WRITTEN INSTRUCTION
Quote precisely the final stretch of the listing: start at the line containing "of the woman?" and stop after the last line.

***** INPUT ROWS

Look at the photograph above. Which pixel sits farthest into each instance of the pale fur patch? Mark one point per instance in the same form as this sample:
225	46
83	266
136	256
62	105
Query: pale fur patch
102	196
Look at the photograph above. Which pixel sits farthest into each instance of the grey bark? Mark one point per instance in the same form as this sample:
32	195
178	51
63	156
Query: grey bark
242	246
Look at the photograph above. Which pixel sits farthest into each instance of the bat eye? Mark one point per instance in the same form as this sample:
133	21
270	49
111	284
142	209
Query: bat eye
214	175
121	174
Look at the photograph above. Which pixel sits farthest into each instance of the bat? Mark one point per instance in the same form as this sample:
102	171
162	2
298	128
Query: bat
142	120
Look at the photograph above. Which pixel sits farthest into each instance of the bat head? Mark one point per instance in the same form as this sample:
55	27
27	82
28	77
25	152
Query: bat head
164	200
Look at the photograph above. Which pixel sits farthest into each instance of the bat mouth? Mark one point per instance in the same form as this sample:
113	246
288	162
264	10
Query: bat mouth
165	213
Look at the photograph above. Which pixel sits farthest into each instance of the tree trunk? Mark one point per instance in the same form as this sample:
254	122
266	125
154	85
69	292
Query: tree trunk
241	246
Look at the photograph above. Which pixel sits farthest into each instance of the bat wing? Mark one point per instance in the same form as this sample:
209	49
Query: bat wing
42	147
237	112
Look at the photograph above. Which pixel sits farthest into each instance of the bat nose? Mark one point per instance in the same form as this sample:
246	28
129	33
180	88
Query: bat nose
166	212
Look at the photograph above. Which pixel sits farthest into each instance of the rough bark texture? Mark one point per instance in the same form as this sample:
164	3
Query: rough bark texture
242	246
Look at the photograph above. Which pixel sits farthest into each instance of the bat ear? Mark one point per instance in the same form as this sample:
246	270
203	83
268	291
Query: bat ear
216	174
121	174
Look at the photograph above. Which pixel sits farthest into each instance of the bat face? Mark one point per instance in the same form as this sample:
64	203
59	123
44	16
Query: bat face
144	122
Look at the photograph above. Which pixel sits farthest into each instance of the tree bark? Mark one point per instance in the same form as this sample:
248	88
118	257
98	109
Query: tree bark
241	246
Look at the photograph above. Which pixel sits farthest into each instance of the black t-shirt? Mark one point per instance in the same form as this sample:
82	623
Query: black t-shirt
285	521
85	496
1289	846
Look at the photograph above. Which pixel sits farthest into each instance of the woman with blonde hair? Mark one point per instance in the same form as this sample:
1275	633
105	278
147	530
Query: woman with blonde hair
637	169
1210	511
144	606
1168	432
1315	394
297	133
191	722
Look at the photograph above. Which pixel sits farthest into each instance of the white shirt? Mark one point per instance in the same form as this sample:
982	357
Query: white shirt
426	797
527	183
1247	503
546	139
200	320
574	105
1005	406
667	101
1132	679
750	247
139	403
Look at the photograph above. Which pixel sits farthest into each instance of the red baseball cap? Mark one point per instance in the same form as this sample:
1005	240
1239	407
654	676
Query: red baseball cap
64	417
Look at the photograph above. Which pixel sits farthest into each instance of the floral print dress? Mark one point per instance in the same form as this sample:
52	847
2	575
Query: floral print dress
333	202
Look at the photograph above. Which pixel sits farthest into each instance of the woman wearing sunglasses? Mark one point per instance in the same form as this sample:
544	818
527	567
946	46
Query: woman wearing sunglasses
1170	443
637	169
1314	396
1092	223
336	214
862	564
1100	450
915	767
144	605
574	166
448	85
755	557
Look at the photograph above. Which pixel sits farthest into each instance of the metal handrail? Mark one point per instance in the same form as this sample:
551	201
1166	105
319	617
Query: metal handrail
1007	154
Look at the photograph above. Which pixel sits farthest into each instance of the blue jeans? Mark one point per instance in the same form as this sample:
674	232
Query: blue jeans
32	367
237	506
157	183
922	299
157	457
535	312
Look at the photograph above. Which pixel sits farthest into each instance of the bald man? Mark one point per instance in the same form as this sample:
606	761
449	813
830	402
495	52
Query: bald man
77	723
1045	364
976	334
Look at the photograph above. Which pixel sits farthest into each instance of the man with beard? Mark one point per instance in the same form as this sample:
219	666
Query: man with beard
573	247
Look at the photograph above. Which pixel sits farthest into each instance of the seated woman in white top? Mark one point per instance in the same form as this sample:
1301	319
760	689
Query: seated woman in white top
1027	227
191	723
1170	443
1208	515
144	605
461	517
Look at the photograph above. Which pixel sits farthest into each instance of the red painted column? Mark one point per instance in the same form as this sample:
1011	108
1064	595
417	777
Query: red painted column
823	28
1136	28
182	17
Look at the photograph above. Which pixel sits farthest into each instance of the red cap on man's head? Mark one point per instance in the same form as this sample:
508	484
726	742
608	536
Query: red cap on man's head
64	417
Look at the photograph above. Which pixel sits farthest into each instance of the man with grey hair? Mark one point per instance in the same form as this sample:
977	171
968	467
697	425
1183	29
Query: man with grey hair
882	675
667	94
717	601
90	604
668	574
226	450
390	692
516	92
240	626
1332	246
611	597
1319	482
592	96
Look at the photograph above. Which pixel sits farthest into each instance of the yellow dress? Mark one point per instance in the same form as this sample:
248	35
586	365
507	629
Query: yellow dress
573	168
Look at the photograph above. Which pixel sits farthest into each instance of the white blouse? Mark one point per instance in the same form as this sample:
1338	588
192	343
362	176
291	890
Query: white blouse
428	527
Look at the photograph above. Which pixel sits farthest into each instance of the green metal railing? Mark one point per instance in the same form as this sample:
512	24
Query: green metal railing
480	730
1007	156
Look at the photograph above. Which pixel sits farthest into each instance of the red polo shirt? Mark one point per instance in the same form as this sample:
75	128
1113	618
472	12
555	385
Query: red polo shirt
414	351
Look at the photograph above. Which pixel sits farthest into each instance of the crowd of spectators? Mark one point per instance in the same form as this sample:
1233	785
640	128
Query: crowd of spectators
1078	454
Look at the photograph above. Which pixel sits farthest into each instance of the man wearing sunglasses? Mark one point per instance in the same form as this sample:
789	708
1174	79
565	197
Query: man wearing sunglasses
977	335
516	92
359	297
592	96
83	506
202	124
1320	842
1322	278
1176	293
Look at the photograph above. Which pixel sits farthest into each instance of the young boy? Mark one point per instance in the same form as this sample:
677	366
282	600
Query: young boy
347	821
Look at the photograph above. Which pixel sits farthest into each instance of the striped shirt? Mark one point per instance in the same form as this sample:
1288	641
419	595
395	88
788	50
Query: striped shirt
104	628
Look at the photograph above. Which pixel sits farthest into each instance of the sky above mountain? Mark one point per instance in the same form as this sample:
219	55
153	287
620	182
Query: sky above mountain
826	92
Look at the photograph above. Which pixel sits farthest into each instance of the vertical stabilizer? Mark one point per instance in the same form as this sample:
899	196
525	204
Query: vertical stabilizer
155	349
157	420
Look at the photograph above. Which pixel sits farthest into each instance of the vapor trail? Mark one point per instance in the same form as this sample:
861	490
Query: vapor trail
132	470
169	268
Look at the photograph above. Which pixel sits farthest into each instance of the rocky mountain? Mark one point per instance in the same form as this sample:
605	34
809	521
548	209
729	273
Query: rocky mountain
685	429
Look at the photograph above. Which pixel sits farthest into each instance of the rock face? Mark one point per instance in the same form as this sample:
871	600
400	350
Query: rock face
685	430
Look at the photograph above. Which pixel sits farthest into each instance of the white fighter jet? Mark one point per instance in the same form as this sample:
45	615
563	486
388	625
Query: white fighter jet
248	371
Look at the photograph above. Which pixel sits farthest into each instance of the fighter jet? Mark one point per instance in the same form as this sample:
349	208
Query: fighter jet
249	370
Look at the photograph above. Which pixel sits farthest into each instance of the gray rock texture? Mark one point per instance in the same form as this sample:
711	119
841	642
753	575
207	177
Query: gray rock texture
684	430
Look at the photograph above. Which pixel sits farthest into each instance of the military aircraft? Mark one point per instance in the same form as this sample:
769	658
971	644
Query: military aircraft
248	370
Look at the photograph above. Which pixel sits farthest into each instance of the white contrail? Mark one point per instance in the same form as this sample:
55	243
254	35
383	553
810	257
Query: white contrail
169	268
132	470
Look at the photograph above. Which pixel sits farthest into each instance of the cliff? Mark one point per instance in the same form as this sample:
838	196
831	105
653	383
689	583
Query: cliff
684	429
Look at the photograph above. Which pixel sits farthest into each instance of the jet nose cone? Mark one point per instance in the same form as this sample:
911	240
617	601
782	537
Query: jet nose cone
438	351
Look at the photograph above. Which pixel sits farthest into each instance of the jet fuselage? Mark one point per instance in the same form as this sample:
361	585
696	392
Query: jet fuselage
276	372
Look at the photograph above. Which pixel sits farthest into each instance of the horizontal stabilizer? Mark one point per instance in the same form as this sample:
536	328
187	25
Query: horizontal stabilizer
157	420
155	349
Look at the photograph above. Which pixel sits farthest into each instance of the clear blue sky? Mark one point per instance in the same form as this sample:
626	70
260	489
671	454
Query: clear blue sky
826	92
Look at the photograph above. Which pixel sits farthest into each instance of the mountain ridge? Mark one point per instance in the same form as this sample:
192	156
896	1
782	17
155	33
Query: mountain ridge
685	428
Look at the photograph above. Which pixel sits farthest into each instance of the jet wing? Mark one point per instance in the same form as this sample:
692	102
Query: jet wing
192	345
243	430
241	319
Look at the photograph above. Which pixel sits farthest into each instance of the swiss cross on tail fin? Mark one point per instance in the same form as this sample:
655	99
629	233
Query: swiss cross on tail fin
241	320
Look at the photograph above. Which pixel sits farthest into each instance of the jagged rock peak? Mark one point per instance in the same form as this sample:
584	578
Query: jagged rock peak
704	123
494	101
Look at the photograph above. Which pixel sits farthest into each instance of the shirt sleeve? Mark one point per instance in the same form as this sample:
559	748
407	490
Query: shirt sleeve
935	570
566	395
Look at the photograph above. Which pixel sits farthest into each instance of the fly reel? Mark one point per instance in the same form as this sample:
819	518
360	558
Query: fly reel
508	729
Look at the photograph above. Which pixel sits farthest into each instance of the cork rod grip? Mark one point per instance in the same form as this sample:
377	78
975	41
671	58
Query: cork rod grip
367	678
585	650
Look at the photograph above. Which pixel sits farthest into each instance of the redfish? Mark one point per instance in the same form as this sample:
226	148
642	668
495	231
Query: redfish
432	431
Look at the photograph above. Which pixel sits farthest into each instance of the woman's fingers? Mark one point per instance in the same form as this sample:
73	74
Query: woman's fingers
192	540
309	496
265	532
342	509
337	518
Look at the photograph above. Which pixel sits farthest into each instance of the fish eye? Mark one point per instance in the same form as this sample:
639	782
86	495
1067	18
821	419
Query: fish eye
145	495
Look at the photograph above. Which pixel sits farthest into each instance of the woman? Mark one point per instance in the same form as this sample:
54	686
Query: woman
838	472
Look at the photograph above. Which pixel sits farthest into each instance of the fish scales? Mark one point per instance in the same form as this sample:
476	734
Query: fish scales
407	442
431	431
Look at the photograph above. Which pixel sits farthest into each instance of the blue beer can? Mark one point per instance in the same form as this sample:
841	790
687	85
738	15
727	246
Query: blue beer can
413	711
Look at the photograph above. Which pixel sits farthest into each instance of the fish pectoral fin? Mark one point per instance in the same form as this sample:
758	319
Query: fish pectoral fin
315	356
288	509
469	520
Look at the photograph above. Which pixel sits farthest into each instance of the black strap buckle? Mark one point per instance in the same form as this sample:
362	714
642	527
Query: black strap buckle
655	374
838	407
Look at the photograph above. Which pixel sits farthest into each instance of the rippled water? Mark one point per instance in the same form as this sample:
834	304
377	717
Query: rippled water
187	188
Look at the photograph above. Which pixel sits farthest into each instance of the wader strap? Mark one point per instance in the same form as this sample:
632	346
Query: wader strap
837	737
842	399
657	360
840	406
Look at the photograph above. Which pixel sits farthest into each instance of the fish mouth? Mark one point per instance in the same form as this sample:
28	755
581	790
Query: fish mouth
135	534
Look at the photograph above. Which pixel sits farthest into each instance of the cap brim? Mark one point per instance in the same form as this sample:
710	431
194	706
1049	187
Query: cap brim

**********

REPLY TO THE EXERCISE
Look at the photograph above. Which pixel sits farthest into each instance of the woman? Mark one point per instance in the same form as this sample:
54	686
Query: woman
838	472
Look at the photograph above. Which pixel sits farthest into each instance of the fish scales? Mark one point per instance in the same form as this sample:
476	734
Query: fish scales
407	442
431	431
Look at the photograph above. Which pixel sits farthest into each instance of the blue beer can? Mark one point per instance in the same form as this sample:
841	790
687	85
738	15
727	246
Query: blue beer can
413	711
Look at the photograph above. Which pixel sits farthest into each instance of the fish pectoral fin? Mark one point per instance in the same form as this sample:
758	319
Query: fish pectoral fin
315	356
288	509
469	520
Look at the photograph above. Which pixel sits farthest into each instance of the black strap buckle? Mark one point per instance in the same form as this sample:
362	714
642	527
Query: black strap buckle
655	374
838	407
Look at the photograph above. Which pixel sits farthest into each instance of the rippled water? Mark one point per instance in the same form as this sample:
834	304
377	717
Query: rippled water
187	188
Look at the photograph above. Which pixel sits farthest into each instance of the wader strap? Mark one point per instance in the same form as this sample:
632	346
Query: wader strap
837	737
842	399
657	360
840	406
Look at the photograph above. Which pixel sits farthest into each instance of the fish mouth? Mark one point per instance in the same form as this sample:
28	755
581	790
Query: fish mouth
135	534
Look at the photograph above. Which pixel sits farthest into each instance of the cap brim? Mark one point per instance in the same form as this sample:
710	431
194	706
1049	187
Query: cap brim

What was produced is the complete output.